* [Provided text]
First off, the first artifact is not a dinosaur figurine, but a wingless male griffin (also known as 'alce' or 'keythong') figurine Woetzel is presenting and wrongfully comparing to Oviraptor which is a bipedal dinosaur with possible feathers, a bird-like body, and one solid crest on its head.
In the second artifact, the word "Fang Jian" is not the name of the alleged dinosaur. "Fang Jian" actually means "room" in Chinese and the so-called ornamental box is actually a ritual water (Jian) vessel, similar to this one here, used to hold water used to perform purification rituals. There is supposed to be a lid on that thing, but the lid is missing in the photo. This vessel along with other Eastern Zhou artifacts are often decorated with engraved inscriptions that commemorate important events. The animals on each side of the vessel are not sauropods, but are in fact semi-crouching, mythical dragon-like, cat creatures possibly representing a tiger, which is known to love swimming in water, partially couching down as if they are ready to pounce on any demon that tried to poison the water inside the vessel. Look how these mythical dragon-like felines on all sides of the vessel are very similar to this feline, this feline, and this feline all dating to the same period the vessel is dated to. All of them depict mythical cat-like beasts, some shown in a semi-crouching position. In reality, Sauropods don't have ribbon-type, feline bodies and can't crouch the way a cat does. Also, sauropods don't have tridactyl feet. They have 5 toes on each elephantine hind foot with 3-2 claws on each of them and toeless, one-clawed fore feet are arranged in a backwards "C" pattern. And finally, the head look nothing like any sauropod known, not even a brachiosaur. A cat maybe, but definitely not a brachiosaur.
The third artifact is claimed to have "relief lines in a scale-like pattern, a broad beak, a dermal frill, and a headcrest that is strikingly like the dinosaur Saurolophus." No, the statue is not of Saurolophus, but of a mythical lion-like animal (possibly a chimera) with only 2 limbs, each with four toes, a shorter tail, pointed tooth showing on each side of its jaws, and a lion-like head with pointed ears. Its scale pattern is totally different than the scale patterns of Saurolophus who has 4 limbs, 3 toes on each tridactyl hind feet, mitten-like 4-fingered hands, bony crest, no mammalian ears, duck-like beak, narrow horse-like head, rows and rows of teeth for chewing plants, longer, stiffened tail for balance, and no one knows whether Saurolophus had a dermal frill on its back or not. Saurolophus has a body structure far different than that of the stature and can walk on mostly 4 legs while other times walk on two. What is shown is another example of creationists making false comparisons with a dinosaur image made by an artist who never saw a live dinosaur other than a bird. In the warped reasoning, if an artifact or text carries a shape or a description that's similar to an artist conception of a any dinosaur no matter how outdated and erroneous it is, then its a match…or is it? Leave it to the creationists to distort mythology and relics and create forgeries and hoaxes to make it be what they want while throwing out parts of mythology that debunks their idiocy.

* [Given task] What is the Spanish translation of this sentence from the passage about the artifacts: "Also, sauropods don't have tridactyl feet."? Rely on the passage about the artifacts alone.

Rows pointing to named objects
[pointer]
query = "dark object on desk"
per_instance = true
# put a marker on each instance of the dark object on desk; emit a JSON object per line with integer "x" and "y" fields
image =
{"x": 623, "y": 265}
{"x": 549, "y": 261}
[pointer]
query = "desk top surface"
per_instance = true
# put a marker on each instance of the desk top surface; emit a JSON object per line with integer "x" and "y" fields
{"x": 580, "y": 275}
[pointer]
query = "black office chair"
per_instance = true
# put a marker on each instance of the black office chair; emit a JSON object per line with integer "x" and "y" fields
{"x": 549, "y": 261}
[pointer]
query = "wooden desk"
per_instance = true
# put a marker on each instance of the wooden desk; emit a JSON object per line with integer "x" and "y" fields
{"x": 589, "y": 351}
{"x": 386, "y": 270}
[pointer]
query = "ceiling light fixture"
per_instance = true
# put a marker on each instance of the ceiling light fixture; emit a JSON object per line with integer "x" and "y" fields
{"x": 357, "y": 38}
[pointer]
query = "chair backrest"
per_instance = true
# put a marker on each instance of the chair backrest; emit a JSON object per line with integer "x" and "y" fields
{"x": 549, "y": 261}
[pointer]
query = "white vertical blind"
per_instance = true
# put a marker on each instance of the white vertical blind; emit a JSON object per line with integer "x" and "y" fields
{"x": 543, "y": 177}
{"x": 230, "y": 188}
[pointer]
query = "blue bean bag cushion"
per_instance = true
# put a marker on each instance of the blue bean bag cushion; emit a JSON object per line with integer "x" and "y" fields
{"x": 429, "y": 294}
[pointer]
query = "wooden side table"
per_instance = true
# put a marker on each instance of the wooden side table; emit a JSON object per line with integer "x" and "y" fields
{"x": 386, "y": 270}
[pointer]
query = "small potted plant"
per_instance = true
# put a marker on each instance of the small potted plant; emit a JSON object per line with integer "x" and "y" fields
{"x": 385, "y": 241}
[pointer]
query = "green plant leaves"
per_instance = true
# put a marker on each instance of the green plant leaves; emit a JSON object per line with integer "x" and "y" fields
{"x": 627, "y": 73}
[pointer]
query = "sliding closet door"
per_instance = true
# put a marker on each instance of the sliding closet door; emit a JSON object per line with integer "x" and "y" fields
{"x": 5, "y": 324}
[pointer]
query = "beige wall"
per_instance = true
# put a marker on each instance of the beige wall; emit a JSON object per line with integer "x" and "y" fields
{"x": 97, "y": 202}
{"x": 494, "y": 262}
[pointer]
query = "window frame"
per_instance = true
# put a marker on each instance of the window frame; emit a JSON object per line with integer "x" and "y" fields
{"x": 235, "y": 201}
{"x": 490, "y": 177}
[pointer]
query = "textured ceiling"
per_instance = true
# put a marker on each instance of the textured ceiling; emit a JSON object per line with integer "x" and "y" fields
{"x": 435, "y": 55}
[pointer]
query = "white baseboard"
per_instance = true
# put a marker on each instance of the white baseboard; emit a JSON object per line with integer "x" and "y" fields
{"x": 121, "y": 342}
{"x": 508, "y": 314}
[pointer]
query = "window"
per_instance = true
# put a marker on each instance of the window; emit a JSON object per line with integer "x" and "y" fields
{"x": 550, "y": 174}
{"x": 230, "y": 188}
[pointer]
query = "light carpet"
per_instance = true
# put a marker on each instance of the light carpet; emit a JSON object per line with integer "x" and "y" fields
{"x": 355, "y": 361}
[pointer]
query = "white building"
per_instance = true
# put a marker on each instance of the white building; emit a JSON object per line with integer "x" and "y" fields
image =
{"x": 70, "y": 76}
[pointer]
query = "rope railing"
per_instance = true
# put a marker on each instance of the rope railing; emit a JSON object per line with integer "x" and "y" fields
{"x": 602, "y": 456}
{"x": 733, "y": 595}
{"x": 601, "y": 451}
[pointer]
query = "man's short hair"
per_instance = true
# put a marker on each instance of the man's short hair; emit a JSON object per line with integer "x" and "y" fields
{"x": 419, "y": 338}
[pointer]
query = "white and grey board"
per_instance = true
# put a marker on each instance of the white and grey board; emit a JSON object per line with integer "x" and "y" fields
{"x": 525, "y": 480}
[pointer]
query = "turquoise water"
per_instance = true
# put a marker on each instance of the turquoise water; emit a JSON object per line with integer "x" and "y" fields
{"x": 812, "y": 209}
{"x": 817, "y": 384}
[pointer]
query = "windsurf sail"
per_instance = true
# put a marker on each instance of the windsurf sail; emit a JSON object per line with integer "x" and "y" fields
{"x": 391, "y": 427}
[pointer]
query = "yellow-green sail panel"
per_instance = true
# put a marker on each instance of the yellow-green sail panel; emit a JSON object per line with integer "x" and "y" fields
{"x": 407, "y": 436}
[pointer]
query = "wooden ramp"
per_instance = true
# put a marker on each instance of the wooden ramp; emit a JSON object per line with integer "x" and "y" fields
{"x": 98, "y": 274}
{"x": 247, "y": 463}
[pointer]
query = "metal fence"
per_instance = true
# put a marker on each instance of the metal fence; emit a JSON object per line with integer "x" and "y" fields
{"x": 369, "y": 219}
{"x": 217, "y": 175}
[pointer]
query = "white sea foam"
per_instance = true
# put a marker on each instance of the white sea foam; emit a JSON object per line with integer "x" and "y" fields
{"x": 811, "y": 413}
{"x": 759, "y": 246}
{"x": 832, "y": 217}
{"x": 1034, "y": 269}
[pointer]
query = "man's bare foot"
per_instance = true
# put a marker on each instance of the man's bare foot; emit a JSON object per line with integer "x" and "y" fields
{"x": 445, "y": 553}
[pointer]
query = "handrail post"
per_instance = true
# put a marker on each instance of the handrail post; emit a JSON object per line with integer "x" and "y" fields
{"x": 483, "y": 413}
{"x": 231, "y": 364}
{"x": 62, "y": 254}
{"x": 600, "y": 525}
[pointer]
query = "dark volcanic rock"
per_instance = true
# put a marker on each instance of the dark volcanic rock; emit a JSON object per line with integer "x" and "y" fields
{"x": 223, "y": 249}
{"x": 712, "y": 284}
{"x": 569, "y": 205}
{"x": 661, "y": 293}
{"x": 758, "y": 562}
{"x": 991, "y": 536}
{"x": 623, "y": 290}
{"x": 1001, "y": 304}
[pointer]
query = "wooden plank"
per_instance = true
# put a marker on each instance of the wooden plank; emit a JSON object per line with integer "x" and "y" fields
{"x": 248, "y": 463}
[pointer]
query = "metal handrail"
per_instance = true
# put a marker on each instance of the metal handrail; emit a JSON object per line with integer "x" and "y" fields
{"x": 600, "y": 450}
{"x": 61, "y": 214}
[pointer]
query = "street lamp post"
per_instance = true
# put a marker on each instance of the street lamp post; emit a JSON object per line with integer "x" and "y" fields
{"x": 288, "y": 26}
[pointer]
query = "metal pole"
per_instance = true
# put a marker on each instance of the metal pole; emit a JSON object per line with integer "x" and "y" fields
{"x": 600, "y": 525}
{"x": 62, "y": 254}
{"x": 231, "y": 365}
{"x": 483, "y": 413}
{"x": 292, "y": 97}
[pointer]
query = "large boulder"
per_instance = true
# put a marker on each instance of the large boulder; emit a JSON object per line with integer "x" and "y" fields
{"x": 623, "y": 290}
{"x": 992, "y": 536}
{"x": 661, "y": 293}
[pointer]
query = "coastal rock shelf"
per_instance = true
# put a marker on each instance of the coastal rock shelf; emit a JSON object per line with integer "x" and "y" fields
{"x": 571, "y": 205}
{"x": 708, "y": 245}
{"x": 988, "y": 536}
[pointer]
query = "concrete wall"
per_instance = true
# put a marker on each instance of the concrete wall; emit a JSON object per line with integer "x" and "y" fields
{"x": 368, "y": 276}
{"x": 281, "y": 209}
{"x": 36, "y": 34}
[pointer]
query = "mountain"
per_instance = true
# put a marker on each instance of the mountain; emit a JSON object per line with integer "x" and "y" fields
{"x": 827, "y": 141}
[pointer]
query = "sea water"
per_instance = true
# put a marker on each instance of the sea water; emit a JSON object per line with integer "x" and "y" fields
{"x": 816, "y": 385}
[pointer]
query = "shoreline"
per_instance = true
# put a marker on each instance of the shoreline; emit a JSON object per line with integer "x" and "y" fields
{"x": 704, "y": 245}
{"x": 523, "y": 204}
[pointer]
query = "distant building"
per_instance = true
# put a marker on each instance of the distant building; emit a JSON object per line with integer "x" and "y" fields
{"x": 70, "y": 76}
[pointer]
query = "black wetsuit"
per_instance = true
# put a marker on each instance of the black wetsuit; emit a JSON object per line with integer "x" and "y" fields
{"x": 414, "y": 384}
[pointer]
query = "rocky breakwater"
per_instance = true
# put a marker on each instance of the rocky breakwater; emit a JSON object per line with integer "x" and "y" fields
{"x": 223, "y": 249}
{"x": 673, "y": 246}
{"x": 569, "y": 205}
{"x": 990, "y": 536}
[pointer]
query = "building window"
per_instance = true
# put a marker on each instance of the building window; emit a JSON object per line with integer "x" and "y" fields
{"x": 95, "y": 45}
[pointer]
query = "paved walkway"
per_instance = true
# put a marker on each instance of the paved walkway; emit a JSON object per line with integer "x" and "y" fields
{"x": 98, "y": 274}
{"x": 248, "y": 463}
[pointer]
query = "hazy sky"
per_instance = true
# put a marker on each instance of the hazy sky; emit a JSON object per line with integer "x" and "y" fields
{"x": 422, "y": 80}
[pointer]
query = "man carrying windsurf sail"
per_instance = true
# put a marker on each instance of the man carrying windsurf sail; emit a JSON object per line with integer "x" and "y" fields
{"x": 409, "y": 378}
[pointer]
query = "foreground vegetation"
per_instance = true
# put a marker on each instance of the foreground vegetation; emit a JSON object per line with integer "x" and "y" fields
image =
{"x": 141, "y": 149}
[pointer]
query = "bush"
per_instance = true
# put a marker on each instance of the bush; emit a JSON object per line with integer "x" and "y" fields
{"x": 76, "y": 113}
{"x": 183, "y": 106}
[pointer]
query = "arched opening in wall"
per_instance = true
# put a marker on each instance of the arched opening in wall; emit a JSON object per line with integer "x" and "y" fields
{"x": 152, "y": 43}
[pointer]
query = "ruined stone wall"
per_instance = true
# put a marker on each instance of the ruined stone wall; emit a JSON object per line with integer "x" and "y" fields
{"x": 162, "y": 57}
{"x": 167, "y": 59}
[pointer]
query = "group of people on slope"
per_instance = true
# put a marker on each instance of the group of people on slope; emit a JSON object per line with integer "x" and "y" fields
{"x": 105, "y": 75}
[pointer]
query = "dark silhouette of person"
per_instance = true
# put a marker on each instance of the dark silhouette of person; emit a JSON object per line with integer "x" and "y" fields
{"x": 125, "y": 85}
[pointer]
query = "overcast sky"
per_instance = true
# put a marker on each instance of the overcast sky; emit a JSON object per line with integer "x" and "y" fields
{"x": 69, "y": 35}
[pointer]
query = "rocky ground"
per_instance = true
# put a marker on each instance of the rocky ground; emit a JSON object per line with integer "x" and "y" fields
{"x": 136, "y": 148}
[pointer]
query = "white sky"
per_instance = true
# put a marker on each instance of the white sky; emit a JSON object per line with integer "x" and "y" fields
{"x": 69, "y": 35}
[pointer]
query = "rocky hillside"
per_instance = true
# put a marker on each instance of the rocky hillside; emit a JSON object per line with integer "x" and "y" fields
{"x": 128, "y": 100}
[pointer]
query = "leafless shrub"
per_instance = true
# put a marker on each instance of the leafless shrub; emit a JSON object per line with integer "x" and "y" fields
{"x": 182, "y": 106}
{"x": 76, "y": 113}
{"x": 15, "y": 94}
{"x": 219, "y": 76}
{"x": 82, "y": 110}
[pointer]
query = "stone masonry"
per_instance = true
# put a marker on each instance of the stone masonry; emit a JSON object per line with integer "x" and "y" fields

* [Reply] Además, los saurópodos no tienen patas tridáctilas.